## [OBJECTIVE]
Render every line of the records below as a JSON list of strings, one string per line, skipping blank lines and leaving the pictures out.

::: PROVIDED INFORMATION

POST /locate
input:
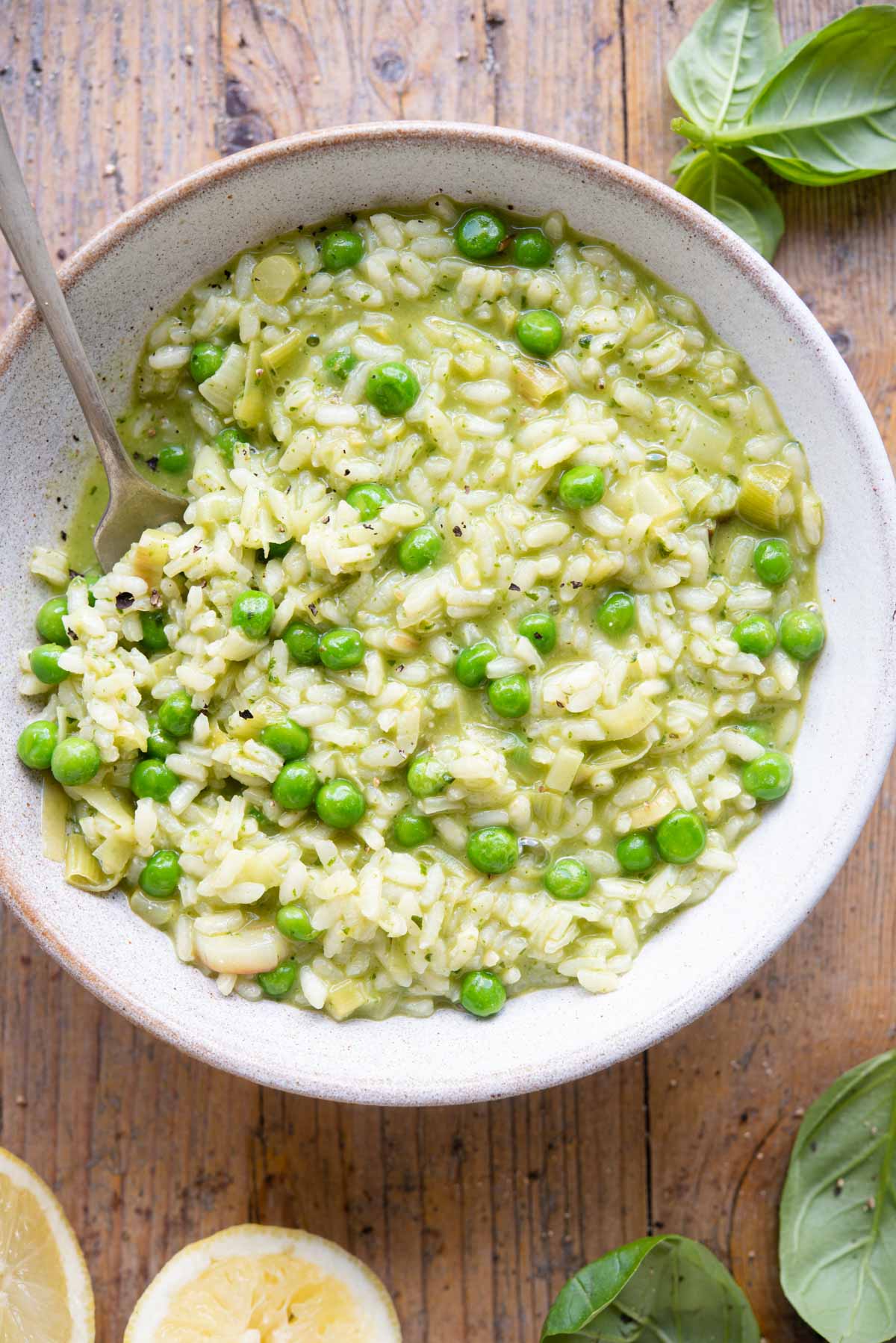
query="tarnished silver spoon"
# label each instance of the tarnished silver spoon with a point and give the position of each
(134, 503)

::::::

## [ANSWER IN FULL]
[
  "POST /locate",
  "input:",
  "query=\"tarnished silver spoon\"",
  "# label each instance of the tarnished silver spoon with a point and give the position of each",
  "(134, 503)"
]